Anglesea Road is a road joining Donnybrook with Ballsbridge, in Dublin, Ireland. It forms part of the R815 regional route in Southeast Dublin. The River Dodder flows near Anglesea Road and on a similar route to the road.

The street is not to be confused with Anglesea Row which is located in Dublin 1, parallel to Capel Street or Anglesea Street, Dublin which is located in Temple Bar, Dublin.

==History==
A route along the river dodder from Donnybrook to Ballsbridge likely existed from long before the road's formal laying out. The remains of Simmonscourt Castle, is still located off the road and can be seen in illustrations from the 1760s.

The road is named for Henry Paget, 1st Marquess of Anglesey, who was Lord Lieutenant of Ireland in 1828 and 1830, around the time of the road's laying out. The name is still noted as 'Anglesey Road' on earlier maps.

The road originally joined with Beaver Row across the Donnybrook Road. Beaver Row was named for Beaver Henry Blacker who was curate in charge of Donnybrook from 1845 to 1856.

One of the first major buildings on the road was St. Mary's Church, Donnybrook which was consecrated in April 1830.

Most houses on the road are Victorian and Edwardian in style and are listed on the record of protected structures maintained by Dublin City Council.

A number of sports clubs and sports venues are located in and around the Anglesea Road area. These include Old Belvedere R.F.C., Merrion Cricket Club, Anglesea Road Cricket Ground and the RDS Arena.

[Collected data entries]
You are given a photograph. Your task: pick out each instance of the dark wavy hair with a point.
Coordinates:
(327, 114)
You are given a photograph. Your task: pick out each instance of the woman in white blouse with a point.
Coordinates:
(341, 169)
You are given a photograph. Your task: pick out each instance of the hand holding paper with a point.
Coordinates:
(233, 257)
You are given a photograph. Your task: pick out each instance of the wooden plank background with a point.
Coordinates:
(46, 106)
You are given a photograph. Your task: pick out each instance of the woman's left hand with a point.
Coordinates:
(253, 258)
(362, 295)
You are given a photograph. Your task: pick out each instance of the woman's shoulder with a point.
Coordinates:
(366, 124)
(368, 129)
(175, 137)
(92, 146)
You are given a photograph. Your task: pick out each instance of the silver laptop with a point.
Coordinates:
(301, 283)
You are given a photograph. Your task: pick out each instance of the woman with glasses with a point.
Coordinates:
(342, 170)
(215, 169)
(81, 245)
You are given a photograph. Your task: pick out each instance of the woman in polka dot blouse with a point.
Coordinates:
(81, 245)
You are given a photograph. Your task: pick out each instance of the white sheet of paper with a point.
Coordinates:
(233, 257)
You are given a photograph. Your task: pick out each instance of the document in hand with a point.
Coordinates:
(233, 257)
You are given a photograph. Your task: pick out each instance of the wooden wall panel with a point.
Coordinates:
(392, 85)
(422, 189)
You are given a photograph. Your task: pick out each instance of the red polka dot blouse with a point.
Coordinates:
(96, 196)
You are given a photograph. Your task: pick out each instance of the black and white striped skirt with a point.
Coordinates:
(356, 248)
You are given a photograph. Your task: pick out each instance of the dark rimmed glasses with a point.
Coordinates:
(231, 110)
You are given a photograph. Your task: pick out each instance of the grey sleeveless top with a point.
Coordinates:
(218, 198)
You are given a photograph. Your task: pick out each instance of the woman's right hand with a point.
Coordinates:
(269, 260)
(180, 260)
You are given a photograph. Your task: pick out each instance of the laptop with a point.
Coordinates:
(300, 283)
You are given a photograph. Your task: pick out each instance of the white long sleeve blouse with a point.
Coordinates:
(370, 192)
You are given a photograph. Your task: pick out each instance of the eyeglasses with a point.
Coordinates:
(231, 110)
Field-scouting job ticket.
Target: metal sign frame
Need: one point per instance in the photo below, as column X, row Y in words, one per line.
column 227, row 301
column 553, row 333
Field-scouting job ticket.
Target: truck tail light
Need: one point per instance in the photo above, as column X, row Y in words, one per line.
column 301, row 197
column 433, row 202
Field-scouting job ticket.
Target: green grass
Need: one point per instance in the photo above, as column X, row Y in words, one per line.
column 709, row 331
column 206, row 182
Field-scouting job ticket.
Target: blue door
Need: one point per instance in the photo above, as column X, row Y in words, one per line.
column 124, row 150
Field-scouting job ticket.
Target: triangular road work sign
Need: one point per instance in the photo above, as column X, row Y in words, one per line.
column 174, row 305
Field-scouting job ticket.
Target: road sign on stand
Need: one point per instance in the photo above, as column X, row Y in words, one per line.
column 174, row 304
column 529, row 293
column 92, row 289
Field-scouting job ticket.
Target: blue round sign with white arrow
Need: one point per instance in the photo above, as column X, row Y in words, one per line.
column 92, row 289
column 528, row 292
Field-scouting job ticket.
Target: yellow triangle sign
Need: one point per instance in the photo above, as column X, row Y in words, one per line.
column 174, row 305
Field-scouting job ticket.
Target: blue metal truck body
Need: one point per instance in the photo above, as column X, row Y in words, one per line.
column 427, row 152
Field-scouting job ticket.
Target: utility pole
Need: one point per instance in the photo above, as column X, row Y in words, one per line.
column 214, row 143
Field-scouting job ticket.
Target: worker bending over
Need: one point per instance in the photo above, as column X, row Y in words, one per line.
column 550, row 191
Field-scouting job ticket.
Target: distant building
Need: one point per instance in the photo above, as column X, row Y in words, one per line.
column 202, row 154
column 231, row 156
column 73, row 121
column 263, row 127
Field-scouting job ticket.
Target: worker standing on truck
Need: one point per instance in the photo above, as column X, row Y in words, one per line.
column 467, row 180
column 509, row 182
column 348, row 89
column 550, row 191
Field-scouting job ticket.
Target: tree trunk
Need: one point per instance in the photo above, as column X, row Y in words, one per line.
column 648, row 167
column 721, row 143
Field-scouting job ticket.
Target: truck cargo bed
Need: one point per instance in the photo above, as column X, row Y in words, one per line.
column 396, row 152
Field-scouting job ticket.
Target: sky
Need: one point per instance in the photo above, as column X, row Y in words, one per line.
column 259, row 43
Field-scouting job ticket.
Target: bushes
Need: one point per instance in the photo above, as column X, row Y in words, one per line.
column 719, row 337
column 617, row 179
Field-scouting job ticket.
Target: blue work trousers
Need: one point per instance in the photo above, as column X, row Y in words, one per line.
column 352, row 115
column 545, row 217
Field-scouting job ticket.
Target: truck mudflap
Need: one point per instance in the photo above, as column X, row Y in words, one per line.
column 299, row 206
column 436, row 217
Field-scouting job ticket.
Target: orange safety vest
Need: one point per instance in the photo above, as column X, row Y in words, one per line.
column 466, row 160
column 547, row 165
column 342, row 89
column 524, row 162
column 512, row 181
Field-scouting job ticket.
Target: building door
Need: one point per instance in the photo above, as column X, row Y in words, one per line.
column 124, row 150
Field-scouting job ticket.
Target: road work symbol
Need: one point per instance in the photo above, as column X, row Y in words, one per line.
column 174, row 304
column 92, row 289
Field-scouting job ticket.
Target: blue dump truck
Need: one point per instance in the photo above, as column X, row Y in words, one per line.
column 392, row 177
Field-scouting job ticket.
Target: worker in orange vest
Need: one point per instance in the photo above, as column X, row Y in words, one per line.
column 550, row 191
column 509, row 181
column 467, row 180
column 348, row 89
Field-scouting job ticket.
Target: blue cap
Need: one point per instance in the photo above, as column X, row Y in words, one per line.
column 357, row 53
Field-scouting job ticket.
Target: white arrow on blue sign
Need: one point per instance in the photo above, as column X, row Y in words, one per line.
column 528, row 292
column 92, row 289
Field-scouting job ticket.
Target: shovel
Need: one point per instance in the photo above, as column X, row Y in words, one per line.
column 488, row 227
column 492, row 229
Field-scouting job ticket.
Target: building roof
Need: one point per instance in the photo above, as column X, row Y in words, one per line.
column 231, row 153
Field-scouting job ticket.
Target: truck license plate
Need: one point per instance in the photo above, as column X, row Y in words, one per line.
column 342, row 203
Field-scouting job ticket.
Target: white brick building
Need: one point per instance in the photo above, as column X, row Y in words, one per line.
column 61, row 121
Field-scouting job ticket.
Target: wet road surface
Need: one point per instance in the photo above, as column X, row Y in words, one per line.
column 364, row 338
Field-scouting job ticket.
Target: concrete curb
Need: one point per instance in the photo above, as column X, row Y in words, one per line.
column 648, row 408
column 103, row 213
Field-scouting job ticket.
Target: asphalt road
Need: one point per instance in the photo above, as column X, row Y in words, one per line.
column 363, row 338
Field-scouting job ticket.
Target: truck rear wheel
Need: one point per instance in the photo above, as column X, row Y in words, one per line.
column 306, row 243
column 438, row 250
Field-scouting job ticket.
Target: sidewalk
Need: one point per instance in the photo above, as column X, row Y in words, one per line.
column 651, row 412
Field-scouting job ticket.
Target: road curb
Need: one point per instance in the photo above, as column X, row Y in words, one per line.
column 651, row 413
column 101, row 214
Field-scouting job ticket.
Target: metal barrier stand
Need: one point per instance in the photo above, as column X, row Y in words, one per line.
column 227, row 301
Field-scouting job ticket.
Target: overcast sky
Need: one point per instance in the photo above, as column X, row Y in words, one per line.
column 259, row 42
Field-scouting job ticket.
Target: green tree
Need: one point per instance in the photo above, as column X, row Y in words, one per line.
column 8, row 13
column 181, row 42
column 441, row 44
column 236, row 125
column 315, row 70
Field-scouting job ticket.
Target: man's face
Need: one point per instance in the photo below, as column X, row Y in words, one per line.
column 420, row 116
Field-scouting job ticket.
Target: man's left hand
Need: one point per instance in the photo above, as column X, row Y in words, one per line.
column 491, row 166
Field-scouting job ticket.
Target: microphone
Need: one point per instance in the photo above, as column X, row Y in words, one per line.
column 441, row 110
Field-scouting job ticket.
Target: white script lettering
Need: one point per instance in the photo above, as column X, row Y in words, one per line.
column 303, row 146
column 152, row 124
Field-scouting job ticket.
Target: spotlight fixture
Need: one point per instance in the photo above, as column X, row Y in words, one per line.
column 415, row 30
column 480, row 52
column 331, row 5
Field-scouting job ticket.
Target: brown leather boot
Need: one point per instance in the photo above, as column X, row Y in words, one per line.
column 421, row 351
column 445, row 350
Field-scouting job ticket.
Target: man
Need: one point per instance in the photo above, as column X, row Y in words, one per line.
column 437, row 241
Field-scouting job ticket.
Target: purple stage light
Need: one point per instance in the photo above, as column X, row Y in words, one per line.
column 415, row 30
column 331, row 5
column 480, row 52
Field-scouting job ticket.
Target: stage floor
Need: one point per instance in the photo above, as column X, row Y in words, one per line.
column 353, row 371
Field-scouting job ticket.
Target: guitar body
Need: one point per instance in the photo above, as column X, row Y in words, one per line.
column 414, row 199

### Task details
Please list the sports clubs and sports venues named in the Anglesea Road text above.

### Task response
Old Belvedere R.F.C., Merrion Cricket Club, Anglesea Road Cricket Ground, RDS Arena